== Task to complete ==
Rewrite all of the items below, substituting "mark" for each "indicate" and keeping everything else the same.

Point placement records

....................

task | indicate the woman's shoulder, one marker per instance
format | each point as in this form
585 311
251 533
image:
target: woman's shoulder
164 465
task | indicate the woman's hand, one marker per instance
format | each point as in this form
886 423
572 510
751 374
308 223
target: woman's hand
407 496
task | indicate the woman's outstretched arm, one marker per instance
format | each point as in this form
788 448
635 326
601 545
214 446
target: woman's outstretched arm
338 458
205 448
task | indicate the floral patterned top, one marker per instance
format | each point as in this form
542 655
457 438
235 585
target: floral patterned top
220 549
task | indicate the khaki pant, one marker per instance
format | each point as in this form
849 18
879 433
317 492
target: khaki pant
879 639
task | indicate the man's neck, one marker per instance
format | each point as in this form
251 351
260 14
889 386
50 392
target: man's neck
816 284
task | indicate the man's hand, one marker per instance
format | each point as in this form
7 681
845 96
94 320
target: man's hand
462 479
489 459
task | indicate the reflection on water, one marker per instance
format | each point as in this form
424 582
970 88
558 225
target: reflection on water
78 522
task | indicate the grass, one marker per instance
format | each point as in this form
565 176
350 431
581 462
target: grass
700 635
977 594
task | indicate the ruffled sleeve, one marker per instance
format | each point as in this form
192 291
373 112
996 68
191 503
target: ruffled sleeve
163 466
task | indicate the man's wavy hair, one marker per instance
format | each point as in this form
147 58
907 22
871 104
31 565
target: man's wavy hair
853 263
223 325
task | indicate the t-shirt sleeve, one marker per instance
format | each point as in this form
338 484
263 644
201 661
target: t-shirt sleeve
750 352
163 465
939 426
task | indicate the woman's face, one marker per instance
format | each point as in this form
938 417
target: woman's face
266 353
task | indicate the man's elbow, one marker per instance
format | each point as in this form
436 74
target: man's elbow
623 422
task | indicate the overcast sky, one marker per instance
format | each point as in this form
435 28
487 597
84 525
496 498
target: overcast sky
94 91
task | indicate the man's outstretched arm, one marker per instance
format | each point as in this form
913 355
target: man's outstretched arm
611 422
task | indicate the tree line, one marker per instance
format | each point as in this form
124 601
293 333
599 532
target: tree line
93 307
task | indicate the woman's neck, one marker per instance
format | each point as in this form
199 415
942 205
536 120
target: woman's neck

....................

== Final result ==
task | mark the woman's shoulder, one marker per instance
format | each point as in this form
585 311
251 533
image:
target: woman's shoulder
164 465
task | mark the woman's hand, one marker per instance
format | each point as in this form
886 423
572 510
751 374
308 223
target: woman's hand
407 496
task | mark the woman's outstretched arm, one marker per instance
format | each point as in this form
788 448
635 326
601 545
214 446
target: woman's outstretched arm
338 458
205 448
task | mark the floral patterned top, one marker per instance
format | each point as in this form
542 655
457 438
235 585
target: floral patterned top
220 549
task | mark the khaki pant, one marker per instance
format | each point as in this form
849 18
879 433
317 492
target: khaki pant
879 639
task | mark the man's neck, one marker per instance
format | each point as in this form
251 351
260 14
889 386
50 392
target: man's neck
816 284
task | mark the man's hand, one marker per instance
format | each point as in this form
7 681
845 96
94 320
target: man's hand
462 479
489 459
task | mark the reflection on water, one marker per instance
format | each point as in this form
424 582
970 88
558 225
target: reflection on water
78 522
task | mark the grass, one marker per instance
format | each point as in this form
565 176
350 431
581 462
target: grass
700 635
977 594
task | mark the ruffled sleeve, one marker per instance
format | each point as in this form
192 291
373 112
996 68
191 503
target: ruffled sleeve
163 466
task | mark the man's wavy hair, one marker per instance
format | each point as in this form
147 58
907 22
871 104
31 565
target: man's wavy hair
853 263
223 325
task | mark the t-shirt sleeve, one marker per instance
format | each point as in this form
338 484
263 644
201 661
target: t-shirt sleeve
750 352
163 465
939 426
task | mark the woman's face, one marker per instance
format | each point as in this form
938 417
target: woman's face
266 353
task | mark the man's elbow, one marker per instance
format | each point as in this form
436 74
target: man's elbow
623 422
task | mark the overcast sky, one marker per instance
format | each point as in this form
435 28
487 597
84 525
496 498
target: overcast sky
94 91
task | mark the man's outstretched arm, one marker per instance
format | each point as in this form
913 355
target: man's outstretched arm
611 422
task | mark the tree line, one marker per instance
format | each point as in this form
124 601
293 333
599 532
target: tree line
93 307
task | mark the woman's neck, one marker per instance
format | each point as in this form
199 415
942 205
536 120
target: woman's neck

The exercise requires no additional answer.